### [What this task involves]
Please quote every one of the following items word for word.

── Provided records ──

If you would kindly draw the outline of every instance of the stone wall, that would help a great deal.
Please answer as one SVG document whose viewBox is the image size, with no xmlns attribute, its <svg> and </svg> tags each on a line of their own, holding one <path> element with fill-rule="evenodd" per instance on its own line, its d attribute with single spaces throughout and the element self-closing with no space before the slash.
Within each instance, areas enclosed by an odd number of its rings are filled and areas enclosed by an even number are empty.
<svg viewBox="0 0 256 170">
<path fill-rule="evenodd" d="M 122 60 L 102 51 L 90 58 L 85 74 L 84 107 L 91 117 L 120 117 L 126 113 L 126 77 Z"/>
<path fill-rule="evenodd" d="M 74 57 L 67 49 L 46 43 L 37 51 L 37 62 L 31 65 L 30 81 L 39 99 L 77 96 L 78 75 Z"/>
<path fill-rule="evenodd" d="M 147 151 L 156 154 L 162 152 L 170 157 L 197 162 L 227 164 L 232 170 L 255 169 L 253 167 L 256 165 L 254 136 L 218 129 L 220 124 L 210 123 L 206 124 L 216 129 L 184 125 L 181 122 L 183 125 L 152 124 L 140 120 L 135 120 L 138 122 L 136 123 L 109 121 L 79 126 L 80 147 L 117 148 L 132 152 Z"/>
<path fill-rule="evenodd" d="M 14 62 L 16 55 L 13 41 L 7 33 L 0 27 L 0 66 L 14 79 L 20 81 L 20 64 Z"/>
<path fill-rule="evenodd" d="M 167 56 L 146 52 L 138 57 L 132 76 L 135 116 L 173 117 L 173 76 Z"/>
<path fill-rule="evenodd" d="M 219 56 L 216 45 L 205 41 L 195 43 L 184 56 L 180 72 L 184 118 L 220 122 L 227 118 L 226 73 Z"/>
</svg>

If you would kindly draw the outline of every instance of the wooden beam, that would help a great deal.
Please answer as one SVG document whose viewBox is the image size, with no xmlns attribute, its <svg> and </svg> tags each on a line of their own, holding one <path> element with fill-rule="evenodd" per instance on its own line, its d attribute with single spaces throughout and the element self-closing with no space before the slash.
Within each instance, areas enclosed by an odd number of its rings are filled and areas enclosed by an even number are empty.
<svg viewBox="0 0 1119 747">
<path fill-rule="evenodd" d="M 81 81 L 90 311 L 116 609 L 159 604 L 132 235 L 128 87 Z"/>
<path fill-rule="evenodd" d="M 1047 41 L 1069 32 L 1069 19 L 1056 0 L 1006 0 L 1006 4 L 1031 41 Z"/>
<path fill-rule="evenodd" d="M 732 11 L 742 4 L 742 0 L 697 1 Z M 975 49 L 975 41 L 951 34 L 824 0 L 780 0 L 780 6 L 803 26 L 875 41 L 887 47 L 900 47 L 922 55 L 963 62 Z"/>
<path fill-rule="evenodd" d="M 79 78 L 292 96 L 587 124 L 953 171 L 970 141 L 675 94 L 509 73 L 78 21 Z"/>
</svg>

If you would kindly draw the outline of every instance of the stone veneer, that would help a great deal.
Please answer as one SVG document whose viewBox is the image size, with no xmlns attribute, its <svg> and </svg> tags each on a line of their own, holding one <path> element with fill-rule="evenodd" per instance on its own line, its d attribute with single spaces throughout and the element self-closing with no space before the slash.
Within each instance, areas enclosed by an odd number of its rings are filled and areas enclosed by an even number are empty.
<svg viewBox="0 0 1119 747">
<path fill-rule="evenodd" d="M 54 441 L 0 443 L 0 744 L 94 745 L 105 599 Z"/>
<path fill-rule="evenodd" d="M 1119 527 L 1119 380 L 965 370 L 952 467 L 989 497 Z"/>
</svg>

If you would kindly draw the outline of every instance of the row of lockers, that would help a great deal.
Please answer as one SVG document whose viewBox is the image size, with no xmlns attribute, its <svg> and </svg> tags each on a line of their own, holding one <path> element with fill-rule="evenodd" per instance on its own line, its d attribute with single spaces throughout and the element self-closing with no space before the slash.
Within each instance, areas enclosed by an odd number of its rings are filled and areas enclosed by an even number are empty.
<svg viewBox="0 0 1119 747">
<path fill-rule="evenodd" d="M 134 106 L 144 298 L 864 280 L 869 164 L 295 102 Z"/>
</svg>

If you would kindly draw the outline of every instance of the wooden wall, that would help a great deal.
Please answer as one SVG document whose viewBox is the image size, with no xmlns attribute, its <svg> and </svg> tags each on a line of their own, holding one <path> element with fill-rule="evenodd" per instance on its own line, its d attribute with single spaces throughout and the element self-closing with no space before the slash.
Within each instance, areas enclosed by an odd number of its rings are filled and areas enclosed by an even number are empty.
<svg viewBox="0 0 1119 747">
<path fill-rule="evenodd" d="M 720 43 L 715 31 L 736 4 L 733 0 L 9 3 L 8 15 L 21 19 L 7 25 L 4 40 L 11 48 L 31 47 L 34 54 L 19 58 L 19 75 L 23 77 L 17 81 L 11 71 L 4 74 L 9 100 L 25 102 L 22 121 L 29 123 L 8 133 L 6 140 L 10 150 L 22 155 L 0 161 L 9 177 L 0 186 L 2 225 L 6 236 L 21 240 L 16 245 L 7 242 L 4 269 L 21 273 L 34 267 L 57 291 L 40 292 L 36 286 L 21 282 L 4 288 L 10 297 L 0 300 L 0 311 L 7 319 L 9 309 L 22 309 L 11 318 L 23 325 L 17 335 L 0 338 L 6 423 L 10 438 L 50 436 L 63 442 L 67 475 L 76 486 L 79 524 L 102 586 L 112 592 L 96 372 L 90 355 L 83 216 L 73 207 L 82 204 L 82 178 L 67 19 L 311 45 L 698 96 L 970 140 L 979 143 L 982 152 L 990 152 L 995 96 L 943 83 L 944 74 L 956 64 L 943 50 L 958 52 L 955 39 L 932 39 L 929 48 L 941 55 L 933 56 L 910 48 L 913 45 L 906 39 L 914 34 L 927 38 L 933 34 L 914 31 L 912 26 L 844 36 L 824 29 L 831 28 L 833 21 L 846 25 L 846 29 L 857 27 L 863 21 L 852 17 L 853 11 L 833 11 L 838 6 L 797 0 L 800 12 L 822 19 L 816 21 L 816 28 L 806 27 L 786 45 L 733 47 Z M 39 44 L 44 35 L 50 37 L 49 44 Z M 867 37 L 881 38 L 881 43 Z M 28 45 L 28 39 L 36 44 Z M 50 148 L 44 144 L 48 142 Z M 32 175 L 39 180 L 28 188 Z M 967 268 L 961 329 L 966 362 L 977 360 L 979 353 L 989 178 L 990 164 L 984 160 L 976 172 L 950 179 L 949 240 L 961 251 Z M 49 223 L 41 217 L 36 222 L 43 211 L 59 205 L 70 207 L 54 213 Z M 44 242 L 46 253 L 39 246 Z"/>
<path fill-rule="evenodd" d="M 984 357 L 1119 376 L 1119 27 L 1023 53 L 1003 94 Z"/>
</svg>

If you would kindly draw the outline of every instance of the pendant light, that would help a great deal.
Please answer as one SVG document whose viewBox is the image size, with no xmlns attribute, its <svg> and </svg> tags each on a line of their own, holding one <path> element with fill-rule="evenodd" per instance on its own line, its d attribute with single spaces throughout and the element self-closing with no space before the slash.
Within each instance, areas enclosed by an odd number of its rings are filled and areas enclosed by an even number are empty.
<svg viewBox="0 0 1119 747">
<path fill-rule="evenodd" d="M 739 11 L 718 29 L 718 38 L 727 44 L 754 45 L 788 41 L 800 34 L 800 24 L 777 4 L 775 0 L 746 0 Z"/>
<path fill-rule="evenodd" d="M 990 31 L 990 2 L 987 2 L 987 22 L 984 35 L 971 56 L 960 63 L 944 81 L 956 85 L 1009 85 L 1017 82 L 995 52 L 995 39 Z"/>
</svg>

───

### [Reply]
If you would kindly draw the outline of every instance of the stone wall, that would help a great deal.
Please answer as one SVG document whose viewBox is the image size, with no xmlns attribute, its <svg> and </svg> tags each on a line of their own, holding one <path> element with fill-rule="evenodd" per instance on its own line, its d attribute with single spaces throughout and the element self-closing with no space before the slash.
Within each instance, areas enclosed by an odd number of its rings are filled and areas enclosed by an even number are empty.
<svg viewBox="0 0 256 170">
<path fill-rule="evenodd" d="M 122 60 L 102 51 L 90 58 L 85 74 L 84 107 L 91 117 L 120 117 L 126 113 L 126 77 Z"/>
<path fill-rule="evenodd" d="M 74 57 L 67 49 L 46 43 L 37 51 L 37 62 L 31 65 L 30 81 L 39 99 L 77 96 L 78 75 Z"/>
<path fill-rule="evenodd" d="M 147 151 L 156 154 L 162 152 L 170 157 L 197 162 L 227 164 L 232 170 L 255 169 L 253 167 L 256 165 L 254 136 L 218 129 L 220 124 L 210 123 L 206 124 L 216 129 L 184 125 L 181 122 L 183 125 L 152 124 L 140 120 L 135 120 L 138 122 L 136 123 L 109 121 L 79 126 L 80 147 L 117 148 L 132 152 Z"/>
<path fill-rule="evenodd" d="M 14 62 L 16 55 L 13 41 L 7 33 L 0 27 L 0 66 L 14 79 L 20 81 L 20 64 Z"/>
<path fill-rule="evenodd" d="M 167 56 L 146 52 L 138 57 L 132 76 L 135 116 L 173 117 L 173 76 Z"/>
<path fill-rule="evenodd" d="M 219 56 L 216 45 L 205 41 L 195 43 L 184 56 L 180 72 L 184 118 L 220 122 L 227 118 L 226 73 Z"/>
</svg>

If you would kindly draw the outline of every instance of the wooden beam, that would help a great deal.
Please answer as one SVG document whose viewBox is the image size, with no xmlns attribute, its <svg> and </svg> tags each on a line of their own, holding one <path> element with fill-rule="evenodd" per instance on its own line, its d attribute with single spaces throughout and the element self-closing with no space before the slash.
Within each instance, areas enclosed by an odd number of its rings are filled and areas enclosed by an even number are empty.
<svg viewBox="0 0 1119 747">
<path fill-rule="evenodd" d="M 81 81 L 90 311 L 116 609 L 159 604 L 132 235 L 128 87 Z"/>
<path fill-rule="evenodd" d="M 1047 41 L 1069 32 L 1069 19 L 1056 0 L 1006 0 L 1006 4 L 1031 41 Z"/>
<path fill-rule="evenodd" d="M 732 11 L 742 4 L 742 0 L 697 1 Z M 975 49 L 975 41 L 951 34 L 824 0 L 780 0 L 780 6 L 803 26 L 875 41 L 887 47 L 900 47 L 922 55 L 963 62 Z"/>
<path fill-rule="evenodd" d="M 79 78 L 292 96 L 587 124 L 953 171 L 970 141 L 675 94 L 509 73 L 78 21 Z"/>
</svg>

If you would kindly draw the outline of every instance of the stone veneer, that would help a great deal.
Please answer as one SVG document whose viewBox is the image size, with no xmlns attribute, its <svg> and </svg> tags each on a line of their own, holding one <path> element with fill-rule="evenodd" per instance on its own line, its d attribute with single spaces throughout and the element self-closing with no space before the slash.
Within each instance, areas enclosed by an odd number of its rings are filled and areas enclosed by an even number are empty.
<svg viewBox="0 0 1119 747">
<path fill-rule="evenodd" d="M 54 441 L 0 443 L 0 744 L 94 745 L 105 599 Z"/>
<path fill-rule="evenodd" d="M 1119 527 L 1119 380 L 965 370 L 952 467 L 989 497 Z"/>
</svg>

If you would kindly draw the outline of every instance of the row of lockers, that would help a great deal.
Please answer as one SVG document whose viewBox is the image size, with no xmlns attribute, its <svg> and </svg> tags each on a line of their own, holding one <path> element with fill-rule="evenodd" per instance on its own line, its d attribute with single spaces throughout and the element self-closing with no space before the slash.
Within each instance, areas enclosed by an odd number of its rings are filled and areas enclosed by an even number are empty.
<svg viewBox="0 0 1119 747">
<path fill-rule="evenodd" d="M 134 106 L 144 298 L 864 280 L 869 164 L 295 102 Z"/>
</svg>

If you would kindly draw the outline of every instance of the wooden wall, that would help a great deal.
Please answer as one SVG document whose viewBox is the image size, with no xmlns attribute, its <svg> and </svg> tags each on a line of their own, holding one <path> element with fill-rule="evenodd" per instance on its own line, its d attribute with single spaces throughout and the element self-closing with no space before the slash.
Within each instance, areas enclosed by an odd number of its rings are filled and areas enclosed by an even number are empty.
<svg viewBox="0 0 1119 747">
<path fill-rule="evenodd" d="M 720 43 L 715 31 L 736 4 L 733 0 L 9 3 L 8 15 L 21 19 L 7 25 L 4 40 L 11 48 L 31 47 L 34 54 L 19 58 L 19 75 L 23 77 L 17 81 L 11 71 L 4 74 L 9 100 L 25 102 L 22 121 L 29 123 L 8 133 L 6 140 L 10 150 L 22 155 L 0 161 L 9 177 L 0 186 L 2 225 L 6 236 L 21 240 L 16 245 L 7 242 L 4 269 L 21 273 L 34 267 L 57 291 L 40 292 L 36 286 L 21 282 L 4 288 L 10 297 L 0 300 L 0 311 L 7 319 L 9 309 L 22 309 L 11 318 L 23 325 L 17 335 L 0 338 L 6 423 L 10 438 L 50 436 L 63 442 L 67 475 L 76 486 L 79 524 L 102 586 L 112 592 L 96 372 L 90 355 L 83 216 L 73 207 L 82 204 L 82 178 L 67 19 L 311 45 L 698 96 L 970 140 L 979 143 L 982 152 L 990 152 L 995 96 L 943 83 L 944 74 L 956 64 L 943 50 L 958 52 L 955 39 L 932 39 L 929 48 L 941 55 L 933 56 L 910 48 L 913 45 L 906 39 L 914 34 L 927 38 L 933 34 L 914 31 L 912 26 L 844 36 L 824 29 L 831 28 L 833 21 L 846 25 L 846 29 L 857 27 L 863 21 L 852 17 L 853 11 L 833 11 L 838 6 L 797 0 L 800 12 L 822 19 L 816 21 L 816 28 L 806 27 L 786 45 L 733 47 Z M 39 44 L 44 35 L 50 37 L 49 44 Z M 867 37 L 881 38 L 881 43 Z M 28 45 L 28 39 L 36 44 Z M 50 148 L 44 144 L 48 142 Z M 32 175 L 39 180 L 28 188 Z M 967 268 L 961 329 L 966 362 L 977 360 L 979 353 L 989 178 L 990 164 L 984 160 L 976 172 L 950 179 L 949 240 L 961 251 Z M 49 223 L 41 217 L 36 222 L 43 211 L 59 205 L 70 207 L 54 213 Z M 44 242 L 46 253 L 39 246 Z"/>
<path fill-rule="evenodd" d="M 984 357 L 1119 376 L 1119 27 L 1023 53 L 1003 94 Z"/>
</svg>

If you would kindly draw the outline of every instance of the pendant light, that would help a great deal.
Please answer as one SVG document whose viewBox is the image size, with no xmlns attribute, its <svg> and </svg> tags each on a line of their own, holding one <path> element with fill-rule="evenodd" per instance on its own line, its d attribute with single spaces throughout and the element self-closing with no space before the slash.
Within each instance, areas enclosed by an odd number of its rings are filled and areas enclosed by an even number are empty.
<svg viewBox="0 0 1119 747">
<path fill-rule="evenodd" d="M 739 11 L 718 29 L 718 38 L 727 44 L 754 45 L 788 41 L 800 34 L 800 24 L 777 4 L 775 0 L 746 0 Z"/>
<path fill-rule="evenodd" d="M 990 31 L 990 2 L 987 2 L 987 22 L 984 35 L 971 56 L 960 63 L 944 81 L 956 85 L 1009 85 L 1017 82 L 995 52 L 995 39 Z"/>
</svg>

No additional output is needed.